[Objectives]:
a – In the passage on Stockwood and Communist regimes, how many Labor MPs signed the motion "marveling at the innocence" of his understanding of those regimes?
b – Extend the passage on Stockwood and Communist regimes with a few more sentences, starting after its final sentence.
— Start of Page —
Those of us who have visited Socialist counties in Europe know that if a Communist government were to be established in Britain the West End would be cleared up overnight, and the ugly features of our permissive society would be changed within a matter of days. And heaven help the porn merchants and all engaged in the making of fortunes through the commercial exploitation of sex. 62

Sixteen Labor MPs signed a motion “marveling at the innocence” of Stockwood’s understanding of Communist regimes. Another fifty backbenchers supported a motion supporting the archbishops against his criticisms. One told the Guardian, “The Marxists seem now to have penetrated the higher echelons of the established Church.” 63The Soviet embassy, possibly on the initiative of the residency, established what a KGB file describes as “close contact” with Stockwood.
— End of Page —
— Start of Material shown —
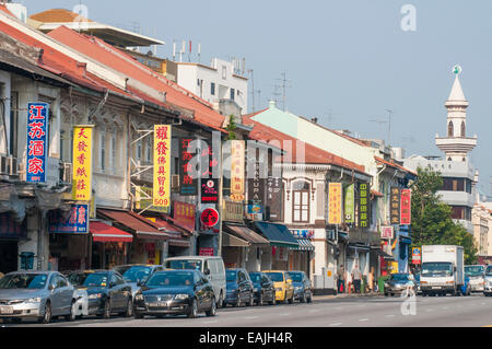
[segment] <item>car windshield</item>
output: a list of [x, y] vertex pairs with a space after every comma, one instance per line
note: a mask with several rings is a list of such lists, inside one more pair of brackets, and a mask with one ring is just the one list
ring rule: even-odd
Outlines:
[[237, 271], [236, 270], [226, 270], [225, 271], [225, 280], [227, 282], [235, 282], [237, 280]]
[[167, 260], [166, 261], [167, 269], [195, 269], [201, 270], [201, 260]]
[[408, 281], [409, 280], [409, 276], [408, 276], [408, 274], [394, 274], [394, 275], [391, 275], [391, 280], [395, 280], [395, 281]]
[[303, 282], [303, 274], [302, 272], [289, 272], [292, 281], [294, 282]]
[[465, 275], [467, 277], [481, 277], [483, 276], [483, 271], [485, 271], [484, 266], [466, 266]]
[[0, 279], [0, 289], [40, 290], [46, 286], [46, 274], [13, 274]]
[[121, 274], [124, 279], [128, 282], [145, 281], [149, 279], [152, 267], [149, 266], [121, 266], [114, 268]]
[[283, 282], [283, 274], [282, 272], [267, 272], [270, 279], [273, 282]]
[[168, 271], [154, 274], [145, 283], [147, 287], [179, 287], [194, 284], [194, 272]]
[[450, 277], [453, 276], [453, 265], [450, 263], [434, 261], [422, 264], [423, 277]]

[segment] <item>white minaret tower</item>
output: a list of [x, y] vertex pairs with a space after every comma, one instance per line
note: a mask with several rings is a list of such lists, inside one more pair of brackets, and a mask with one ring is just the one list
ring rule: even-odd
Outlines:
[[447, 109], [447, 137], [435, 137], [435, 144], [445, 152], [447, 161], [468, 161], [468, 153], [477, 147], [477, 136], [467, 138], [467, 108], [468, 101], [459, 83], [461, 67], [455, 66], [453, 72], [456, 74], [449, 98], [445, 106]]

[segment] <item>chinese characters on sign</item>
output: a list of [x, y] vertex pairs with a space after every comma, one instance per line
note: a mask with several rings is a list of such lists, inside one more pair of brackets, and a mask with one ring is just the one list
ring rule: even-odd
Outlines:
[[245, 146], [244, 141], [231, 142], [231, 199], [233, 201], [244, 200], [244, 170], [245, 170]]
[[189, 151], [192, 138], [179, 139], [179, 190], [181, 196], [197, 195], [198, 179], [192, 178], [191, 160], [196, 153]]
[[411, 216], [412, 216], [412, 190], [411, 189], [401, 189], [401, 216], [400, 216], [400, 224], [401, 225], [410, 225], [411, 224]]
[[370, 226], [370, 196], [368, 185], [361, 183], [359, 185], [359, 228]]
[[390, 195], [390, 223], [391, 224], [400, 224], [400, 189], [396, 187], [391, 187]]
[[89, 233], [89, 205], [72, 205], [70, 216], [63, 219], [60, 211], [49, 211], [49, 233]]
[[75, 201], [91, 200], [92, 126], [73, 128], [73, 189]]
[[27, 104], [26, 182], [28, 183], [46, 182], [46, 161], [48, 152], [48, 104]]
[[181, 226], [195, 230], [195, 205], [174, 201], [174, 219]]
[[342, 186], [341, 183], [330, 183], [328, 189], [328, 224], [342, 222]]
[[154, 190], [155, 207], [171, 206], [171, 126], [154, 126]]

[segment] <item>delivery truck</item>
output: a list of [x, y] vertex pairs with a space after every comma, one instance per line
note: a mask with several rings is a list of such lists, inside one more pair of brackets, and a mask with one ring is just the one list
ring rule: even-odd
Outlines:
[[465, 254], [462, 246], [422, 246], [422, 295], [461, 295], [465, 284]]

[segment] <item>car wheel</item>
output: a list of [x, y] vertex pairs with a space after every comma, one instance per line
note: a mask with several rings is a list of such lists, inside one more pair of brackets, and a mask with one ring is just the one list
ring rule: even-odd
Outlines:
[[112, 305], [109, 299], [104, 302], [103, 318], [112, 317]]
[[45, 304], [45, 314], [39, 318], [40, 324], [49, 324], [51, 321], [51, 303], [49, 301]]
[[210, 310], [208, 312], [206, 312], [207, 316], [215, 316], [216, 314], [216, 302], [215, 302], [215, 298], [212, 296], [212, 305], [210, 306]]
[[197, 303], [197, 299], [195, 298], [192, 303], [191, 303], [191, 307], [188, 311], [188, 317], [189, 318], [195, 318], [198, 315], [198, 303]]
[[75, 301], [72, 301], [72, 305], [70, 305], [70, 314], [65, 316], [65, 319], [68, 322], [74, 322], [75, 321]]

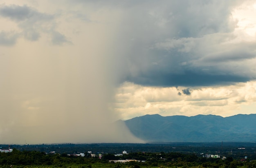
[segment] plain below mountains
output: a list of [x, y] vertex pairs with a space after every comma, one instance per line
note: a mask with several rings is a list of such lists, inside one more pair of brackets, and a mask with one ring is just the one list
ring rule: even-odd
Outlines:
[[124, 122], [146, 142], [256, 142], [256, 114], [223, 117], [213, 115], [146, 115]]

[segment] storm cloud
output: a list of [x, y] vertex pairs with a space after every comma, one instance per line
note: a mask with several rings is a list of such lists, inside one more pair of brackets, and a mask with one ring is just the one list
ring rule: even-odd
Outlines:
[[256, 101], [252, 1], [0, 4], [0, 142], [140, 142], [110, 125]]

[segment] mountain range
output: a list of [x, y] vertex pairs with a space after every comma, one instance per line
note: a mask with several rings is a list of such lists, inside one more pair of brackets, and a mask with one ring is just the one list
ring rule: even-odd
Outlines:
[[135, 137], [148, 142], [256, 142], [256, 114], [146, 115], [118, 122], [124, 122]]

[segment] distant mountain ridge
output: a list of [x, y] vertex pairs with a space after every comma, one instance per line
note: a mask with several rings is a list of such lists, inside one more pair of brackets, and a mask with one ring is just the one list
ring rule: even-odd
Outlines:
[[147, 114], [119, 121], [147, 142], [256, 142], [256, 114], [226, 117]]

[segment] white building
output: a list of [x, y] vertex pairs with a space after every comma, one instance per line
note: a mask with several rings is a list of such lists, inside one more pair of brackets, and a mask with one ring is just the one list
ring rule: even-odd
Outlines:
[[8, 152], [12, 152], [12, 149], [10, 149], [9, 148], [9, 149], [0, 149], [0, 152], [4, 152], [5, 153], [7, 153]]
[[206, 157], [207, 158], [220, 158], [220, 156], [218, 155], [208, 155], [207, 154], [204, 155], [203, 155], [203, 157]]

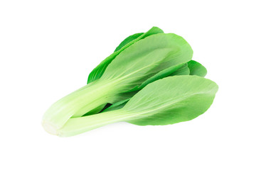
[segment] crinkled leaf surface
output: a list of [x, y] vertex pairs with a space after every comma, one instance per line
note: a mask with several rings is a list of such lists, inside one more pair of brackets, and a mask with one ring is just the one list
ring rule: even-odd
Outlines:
— End of Material shown —
[Written responses]:
a – Sixteen

b –
Hopes in the residency of the bishop’s potential for active measures reached their peak when he arranged a dinner party with Gordon McLennan, general secretary of the British Communist Party, as guest of honor, to which, apparently, at least one Soviet official (who, unknown to Stockwood, was a KGB officer) was also invited. 64Though Mitrokhin’s note on the dinner is tantalizingly brief, it seems to have been a boisterous evening. Stockwood frequently drank heavily at dinner parties to the extent that his friend Princess Margaret sometimes feared for the furniture at Kensington Palace. 65Over dinner Stockwood asked McLennan what the Communist Party thought about the Church of England. McLennan replied that the Church was a “moral force in society,” but regretted that, “Unlike before and during the War, we do not see members of the clergy at progressive meetings and demonstrations.” Stockwood retorted, “We also don’t see you at demonstrations at the Soviet embassy!” 66The residency seems to have concluded reluctantly that the Bishop’s tendency to launch into criticisms of the Soviet Union rendered him unsuitable for active measures.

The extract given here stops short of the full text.